Records from a collection:
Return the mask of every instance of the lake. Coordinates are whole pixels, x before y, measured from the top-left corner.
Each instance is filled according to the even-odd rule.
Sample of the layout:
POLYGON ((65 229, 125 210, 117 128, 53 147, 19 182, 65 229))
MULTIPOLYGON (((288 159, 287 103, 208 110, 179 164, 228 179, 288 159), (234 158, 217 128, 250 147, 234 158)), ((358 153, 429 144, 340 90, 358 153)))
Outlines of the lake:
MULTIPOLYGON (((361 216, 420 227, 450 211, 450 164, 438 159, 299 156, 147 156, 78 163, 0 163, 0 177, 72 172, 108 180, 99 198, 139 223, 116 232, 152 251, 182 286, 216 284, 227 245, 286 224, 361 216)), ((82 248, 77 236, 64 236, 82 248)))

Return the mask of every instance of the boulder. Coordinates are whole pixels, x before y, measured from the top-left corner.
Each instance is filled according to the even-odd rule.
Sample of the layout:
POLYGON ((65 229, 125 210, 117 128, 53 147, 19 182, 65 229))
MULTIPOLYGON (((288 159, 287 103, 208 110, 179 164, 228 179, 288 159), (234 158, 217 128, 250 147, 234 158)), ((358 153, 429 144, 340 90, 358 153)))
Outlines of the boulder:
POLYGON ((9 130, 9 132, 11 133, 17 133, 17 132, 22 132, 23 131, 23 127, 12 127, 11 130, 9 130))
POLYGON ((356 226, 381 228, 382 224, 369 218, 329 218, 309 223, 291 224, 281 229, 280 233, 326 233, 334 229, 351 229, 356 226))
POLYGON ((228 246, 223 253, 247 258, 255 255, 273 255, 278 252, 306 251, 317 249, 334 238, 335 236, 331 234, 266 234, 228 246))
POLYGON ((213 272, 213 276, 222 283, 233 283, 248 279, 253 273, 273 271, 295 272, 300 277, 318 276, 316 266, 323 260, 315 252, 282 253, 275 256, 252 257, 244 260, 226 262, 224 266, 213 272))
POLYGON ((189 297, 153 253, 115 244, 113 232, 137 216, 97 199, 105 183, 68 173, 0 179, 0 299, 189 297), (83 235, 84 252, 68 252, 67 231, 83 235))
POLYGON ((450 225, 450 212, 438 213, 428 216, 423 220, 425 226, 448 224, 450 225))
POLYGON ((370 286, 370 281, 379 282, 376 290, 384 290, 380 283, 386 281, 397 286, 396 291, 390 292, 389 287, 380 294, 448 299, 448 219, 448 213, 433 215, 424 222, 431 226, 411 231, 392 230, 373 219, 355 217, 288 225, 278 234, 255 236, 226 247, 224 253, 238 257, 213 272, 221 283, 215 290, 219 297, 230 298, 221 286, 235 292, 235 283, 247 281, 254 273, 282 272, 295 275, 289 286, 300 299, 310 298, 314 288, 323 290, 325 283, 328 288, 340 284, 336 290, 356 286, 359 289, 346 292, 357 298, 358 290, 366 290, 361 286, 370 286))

▸ **SET TASK**
Please reproduce the lines above, unchanged and in full.

▸ **RESULT**
Return the mask of every instance of the lake. Coordinates are whole pixels, x before y, measured from the top-left corner.
Each instance is filled according to the even-odd rule.
Sample of the layout:
POLYGON ((65 229, 125 210, 117 128, 53 147, 19 182, 65 229))
MULTIPOLYGON (((288 159, 287 103, 208 110, 179 164, 228 179, 288 159), (234 158, 217 128, 250 147, 234 158)), ((358 153, 429 144, 340 90, 358 153)))
Outlines of the lake:
MULTIPOLYGON (((361 216, 420 227, 450 211, 450 164, 438 159, 299 156, 147 156, 78 163, 0 163, 0 177, 72 172, 108 180, 99 198, 139 223, 116 232, 152 251, 182 286, 216 284, 227 245, 286 224, 361 216)), ((82 248, 77 236, 64 236, 82 248)))

Return the mask of every instance of the boulder. Coordinates are whole pixels, x before y, measured from the top-left corner.
Each instance is filled according to the even-odd rule.
Sample of the layout:
POLYGON ((65 229, 125 210, 117 128, 53 147, 19 182, 65 229))
MULTIPOLYGON (((288 159, 287 103, 208 110, 179 164, 228 179, 288 159), (234 158, 217 128, 250 147, 234 158)), ((358 153, 429 144, 340 90, 358 153)))
Outlines of the boulder:
POLYGON ((9 130, 9 132, 11 133, 17 133, 17 132, 22 132, 23 131, 23 127, 12 127, 11 130, 9 130))
POLYGON ((356 226, 381 228, 382 224, 369 218, 329 218, 309 223, 291 224, 281 229, 280 233, 326 233, 334 229, 351 229, 356 226))
POLYGON ((228 246, 223 253, 247 258, 255 255, 273 255, 278 252, 306 251, 317 249, 334 238, 335 236, 331 234, 266 234, 228 246))
POLYGON ((213 272, 213 276, 222 283, 233 283, 248 279, 253 273, 273 271, 295 272, 300 277, 318 276, 316 266, 323 260, 315 252, 282 253, 275 256, 252 257, 244 260, 226 262, 224 266, 213 272))
POLYGON ((189 297, 153 253, 115 244, 113 232, 137 216, 97 199, 105 183, 68 173, 0 179, 0 299, 189 297), (83 235, 84 252, 68 252, 67 231, 83 235))
POLYGON ((450 225, 450 212, 438 213, 428 216, 423 220, 425 226, 448 224, 450 225))
POLYGON ((370 286, 370 281, 379 282, 376 290, 384 290, 380 283, 386 281, 397 286, 396 291, 390 292, 389 287, 380 294, 448 299, 448 219, 448 213, 433 215, 424 222, 431 226, 411 231, 392 230, 373 219, 355 217, 288 225, 278 234, 255 236, 226 247, 224 253, 238 257, 213 272, 221 283, 215 290, 219 297, 230 298, 221 286, 235 292, 235 283, 247 281, 254 273, 282 272, 295 275, 289 286, 300 299, 310 298, 314 288, 323 290, 325 283, 328 288, 340 284, 336 290, 356 286, 359 289, 346 292, 357 298, 358 290, 366 290, 361 286, 370 286))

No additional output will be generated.